Set down the line that contains "Can you find the wooden table" and every line after it to the end of the entries, exactly as they stand and nothing more.

[START Records to process]

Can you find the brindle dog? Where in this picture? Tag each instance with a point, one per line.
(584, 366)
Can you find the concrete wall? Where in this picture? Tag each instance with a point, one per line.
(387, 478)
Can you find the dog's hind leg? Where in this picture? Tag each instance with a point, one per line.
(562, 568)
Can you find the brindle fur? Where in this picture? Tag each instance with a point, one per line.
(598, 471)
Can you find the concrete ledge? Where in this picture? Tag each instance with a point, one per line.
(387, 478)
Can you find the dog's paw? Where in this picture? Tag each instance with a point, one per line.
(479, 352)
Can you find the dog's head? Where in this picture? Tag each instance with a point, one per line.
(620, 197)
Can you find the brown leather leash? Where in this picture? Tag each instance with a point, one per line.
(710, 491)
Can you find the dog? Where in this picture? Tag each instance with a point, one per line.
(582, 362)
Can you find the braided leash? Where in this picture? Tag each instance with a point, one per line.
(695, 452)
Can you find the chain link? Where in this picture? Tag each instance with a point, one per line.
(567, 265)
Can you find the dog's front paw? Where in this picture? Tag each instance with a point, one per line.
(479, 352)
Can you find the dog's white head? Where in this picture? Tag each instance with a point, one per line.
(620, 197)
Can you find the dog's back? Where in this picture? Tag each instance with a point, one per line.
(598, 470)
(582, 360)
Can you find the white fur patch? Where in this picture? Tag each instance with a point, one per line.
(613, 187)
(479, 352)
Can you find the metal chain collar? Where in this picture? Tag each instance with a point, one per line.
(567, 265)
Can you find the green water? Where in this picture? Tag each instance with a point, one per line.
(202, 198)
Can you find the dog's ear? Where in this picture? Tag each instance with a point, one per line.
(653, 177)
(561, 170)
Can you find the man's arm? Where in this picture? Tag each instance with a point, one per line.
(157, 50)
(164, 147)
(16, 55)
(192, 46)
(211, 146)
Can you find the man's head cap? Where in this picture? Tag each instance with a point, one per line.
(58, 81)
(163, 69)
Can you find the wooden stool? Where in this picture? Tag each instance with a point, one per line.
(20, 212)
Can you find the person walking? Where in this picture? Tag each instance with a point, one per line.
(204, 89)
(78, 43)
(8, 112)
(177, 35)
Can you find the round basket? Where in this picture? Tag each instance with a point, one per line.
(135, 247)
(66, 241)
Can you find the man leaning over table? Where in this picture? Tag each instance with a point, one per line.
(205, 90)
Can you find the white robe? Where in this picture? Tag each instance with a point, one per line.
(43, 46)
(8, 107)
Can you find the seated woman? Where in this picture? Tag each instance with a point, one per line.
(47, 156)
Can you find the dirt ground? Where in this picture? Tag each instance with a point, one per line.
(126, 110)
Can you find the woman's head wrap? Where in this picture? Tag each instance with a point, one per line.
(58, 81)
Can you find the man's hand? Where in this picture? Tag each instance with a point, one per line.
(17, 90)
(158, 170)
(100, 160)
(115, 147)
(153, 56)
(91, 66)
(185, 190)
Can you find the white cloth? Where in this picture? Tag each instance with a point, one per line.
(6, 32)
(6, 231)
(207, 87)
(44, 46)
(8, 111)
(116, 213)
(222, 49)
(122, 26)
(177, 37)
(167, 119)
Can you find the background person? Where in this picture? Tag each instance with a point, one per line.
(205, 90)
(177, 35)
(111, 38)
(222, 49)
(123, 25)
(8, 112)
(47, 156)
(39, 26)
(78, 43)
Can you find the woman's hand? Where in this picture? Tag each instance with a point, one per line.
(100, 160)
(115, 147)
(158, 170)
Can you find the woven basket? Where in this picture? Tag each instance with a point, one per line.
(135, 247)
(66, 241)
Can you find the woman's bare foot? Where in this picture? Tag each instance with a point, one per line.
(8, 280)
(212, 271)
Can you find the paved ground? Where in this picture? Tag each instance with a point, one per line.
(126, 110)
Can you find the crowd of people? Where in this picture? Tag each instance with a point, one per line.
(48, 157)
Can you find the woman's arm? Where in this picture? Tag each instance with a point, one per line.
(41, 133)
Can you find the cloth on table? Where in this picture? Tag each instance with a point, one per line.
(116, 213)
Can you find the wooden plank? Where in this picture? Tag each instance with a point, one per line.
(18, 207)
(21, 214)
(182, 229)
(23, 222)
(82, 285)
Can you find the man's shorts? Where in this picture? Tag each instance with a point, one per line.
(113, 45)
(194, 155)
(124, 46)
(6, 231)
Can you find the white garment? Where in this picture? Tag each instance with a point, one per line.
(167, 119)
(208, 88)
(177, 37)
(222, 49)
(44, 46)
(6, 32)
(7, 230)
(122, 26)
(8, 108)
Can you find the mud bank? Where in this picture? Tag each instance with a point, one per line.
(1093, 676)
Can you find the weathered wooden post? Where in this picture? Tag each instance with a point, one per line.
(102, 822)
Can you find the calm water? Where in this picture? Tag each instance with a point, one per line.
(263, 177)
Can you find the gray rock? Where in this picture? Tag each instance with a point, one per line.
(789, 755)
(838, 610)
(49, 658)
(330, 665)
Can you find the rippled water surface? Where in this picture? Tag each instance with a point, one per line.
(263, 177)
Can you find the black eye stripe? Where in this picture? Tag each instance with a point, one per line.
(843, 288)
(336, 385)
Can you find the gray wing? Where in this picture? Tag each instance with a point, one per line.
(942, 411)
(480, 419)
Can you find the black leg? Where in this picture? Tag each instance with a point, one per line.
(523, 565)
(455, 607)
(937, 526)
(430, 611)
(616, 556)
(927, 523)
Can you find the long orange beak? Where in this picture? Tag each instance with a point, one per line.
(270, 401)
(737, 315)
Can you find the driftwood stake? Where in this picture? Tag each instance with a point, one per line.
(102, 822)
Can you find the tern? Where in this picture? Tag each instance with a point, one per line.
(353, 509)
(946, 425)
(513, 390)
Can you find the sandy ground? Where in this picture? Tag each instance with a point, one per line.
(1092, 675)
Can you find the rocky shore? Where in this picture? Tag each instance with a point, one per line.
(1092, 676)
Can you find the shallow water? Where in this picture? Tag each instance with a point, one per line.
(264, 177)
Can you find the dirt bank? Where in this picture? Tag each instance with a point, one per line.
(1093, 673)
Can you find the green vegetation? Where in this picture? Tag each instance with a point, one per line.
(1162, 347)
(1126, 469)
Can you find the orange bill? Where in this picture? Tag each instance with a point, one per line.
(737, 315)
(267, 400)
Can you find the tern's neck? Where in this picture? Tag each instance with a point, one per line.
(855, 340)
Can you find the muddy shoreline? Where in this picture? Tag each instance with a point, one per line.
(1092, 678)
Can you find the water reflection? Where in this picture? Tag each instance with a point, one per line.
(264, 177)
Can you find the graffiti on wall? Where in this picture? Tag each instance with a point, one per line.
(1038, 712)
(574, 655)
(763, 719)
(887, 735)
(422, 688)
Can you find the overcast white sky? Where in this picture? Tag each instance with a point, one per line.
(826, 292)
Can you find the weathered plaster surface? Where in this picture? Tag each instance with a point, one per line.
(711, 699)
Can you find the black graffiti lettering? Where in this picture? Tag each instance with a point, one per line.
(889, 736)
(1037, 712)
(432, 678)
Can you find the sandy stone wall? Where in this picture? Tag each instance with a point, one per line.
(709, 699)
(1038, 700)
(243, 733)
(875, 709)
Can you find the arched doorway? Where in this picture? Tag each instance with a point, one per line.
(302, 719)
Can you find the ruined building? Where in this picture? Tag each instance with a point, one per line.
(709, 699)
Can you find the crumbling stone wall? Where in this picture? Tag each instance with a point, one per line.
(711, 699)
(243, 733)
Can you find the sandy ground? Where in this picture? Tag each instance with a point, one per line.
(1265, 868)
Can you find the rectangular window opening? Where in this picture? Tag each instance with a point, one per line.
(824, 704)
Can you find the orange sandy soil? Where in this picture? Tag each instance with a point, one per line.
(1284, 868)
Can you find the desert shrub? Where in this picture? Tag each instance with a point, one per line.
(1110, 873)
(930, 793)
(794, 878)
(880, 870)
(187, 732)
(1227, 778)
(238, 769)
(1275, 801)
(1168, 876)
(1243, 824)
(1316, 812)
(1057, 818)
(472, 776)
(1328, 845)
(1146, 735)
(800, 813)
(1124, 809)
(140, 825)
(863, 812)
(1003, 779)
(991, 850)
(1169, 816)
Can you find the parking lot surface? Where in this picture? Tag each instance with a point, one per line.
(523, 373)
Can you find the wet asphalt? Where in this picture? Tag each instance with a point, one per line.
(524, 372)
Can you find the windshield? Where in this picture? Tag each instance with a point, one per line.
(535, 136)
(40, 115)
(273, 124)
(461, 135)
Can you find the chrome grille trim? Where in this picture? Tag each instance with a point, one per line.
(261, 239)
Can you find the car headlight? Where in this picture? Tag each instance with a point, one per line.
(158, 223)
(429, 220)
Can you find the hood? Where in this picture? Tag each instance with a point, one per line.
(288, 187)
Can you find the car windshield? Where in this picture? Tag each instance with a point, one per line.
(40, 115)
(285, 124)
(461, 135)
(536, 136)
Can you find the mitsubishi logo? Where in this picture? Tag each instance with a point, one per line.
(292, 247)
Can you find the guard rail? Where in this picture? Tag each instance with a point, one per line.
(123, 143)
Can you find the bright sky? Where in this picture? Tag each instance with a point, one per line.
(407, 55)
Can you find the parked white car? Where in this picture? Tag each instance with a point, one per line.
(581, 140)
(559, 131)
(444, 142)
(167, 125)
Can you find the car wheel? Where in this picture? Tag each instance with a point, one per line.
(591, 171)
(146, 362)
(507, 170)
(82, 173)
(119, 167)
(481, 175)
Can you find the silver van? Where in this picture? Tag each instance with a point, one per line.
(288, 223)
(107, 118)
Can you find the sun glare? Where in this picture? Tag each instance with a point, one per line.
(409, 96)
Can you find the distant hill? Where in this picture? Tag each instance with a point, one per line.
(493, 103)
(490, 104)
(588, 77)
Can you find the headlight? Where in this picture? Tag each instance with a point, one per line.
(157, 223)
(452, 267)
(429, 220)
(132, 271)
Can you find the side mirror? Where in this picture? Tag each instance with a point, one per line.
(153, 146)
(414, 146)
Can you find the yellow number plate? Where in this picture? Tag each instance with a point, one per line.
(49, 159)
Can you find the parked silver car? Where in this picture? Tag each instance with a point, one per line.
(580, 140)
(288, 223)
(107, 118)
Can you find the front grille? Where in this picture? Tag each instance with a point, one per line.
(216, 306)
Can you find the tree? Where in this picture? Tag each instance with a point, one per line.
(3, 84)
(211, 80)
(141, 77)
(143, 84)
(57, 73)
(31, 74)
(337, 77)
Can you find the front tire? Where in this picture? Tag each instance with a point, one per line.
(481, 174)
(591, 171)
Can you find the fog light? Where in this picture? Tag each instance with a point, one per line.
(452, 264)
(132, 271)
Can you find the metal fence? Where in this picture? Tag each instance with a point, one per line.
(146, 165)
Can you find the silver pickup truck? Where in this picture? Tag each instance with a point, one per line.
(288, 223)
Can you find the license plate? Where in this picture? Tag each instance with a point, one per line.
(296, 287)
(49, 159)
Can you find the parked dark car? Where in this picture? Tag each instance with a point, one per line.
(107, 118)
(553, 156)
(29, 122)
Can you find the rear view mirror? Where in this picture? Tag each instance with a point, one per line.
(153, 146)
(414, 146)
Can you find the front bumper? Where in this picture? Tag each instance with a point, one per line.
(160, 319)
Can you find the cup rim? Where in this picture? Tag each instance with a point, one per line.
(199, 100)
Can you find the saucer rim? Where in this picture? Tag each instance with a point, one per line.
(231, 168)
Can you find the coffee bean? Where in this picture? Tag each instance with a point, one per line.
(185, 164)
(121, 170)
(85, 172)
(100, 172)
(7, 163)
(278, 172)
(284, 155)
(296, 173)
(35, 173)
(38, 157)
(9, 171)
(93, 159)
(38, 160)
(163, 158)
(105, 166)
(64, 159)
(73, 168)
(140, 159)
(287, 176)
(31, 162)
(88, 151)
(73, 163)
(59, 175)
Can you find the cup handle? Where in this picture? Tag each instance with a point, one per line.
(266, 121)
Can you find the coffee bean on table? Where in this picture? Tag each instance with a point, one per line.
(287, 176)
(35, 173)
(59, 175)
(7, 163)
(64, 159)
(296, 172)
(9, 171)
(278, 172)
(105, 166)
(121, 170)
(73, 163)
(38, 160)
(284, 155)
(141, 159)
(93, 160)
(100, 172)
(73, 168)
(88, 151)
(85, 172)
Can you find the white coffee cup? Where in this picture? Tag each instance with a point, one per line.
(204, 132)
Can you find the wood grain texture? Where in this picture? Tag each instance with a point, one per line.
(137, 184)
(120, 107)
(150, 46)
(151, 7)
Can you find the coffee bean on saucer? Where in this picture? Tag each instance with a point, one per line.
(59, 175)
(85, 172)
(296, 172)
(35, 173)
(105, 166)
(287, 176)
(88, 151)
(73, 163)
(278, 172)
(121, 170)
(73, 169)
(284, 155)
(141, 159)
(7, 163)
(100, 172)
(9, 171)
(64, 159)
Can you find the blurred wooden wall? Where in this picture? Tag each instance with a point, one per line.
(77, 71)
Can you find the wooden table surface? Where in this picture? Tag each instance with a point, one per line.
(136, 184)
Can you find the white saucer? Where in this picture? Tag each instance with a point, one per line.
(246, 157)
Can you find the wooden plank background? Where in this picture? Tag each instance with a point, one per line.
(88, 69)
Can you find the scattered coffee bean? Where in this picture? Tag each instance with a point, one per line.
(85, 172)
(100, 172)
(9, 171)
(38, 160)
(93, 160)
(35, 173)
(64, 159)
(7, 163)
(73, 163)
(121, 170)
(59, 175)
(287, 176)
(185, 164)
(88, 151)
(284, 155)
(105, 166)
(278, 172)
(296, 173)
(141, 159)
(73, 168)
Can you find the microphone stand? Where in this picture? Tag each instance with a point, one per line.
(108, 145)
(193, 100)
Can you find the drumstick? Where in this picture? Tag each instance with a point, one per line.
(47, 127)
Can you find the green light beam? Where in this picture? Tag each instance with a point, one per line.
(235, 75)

[END Records to process]

The completed task
Can you find the wooden table surface? Where in this picture? Tag each instance with a point, one per line.
(136, 184)
Can you find the white saucer? Where in this picture? Tag each instance with a point, one per line.
(246, 157)
Can you find the wooden plank background? Where in this picture? Tag each instance with a point, one per line.
(88, 69)
Can you find the scattered coffee bean? Where in this picture? Tag each instance with a point, one per line.
(85, 172)
(100, 172)
(9, 171)
(38, 160)
(93, 160)
(35, 173)
(64, 159)
(7, 163)
(73, 163)
(121, 170)
(59, 175)
(287, 176)
(185, 164)
(88, 151)
(284, 155)
(105, 166)
(278, 172)
(296, 173)
(141, 159)
(73, 168)
Can you find the microphone stand? Where in this picture? Tag each instance with a point, one per line.
(108, 145)
(193, 100)
Can you find the drumstick? Where in this picture? Tag each instance with a point, one per line.
(47, 127)
Can you find the green light beam? Where in this picture? Tag each instance with a point, one per line.
(235, 75)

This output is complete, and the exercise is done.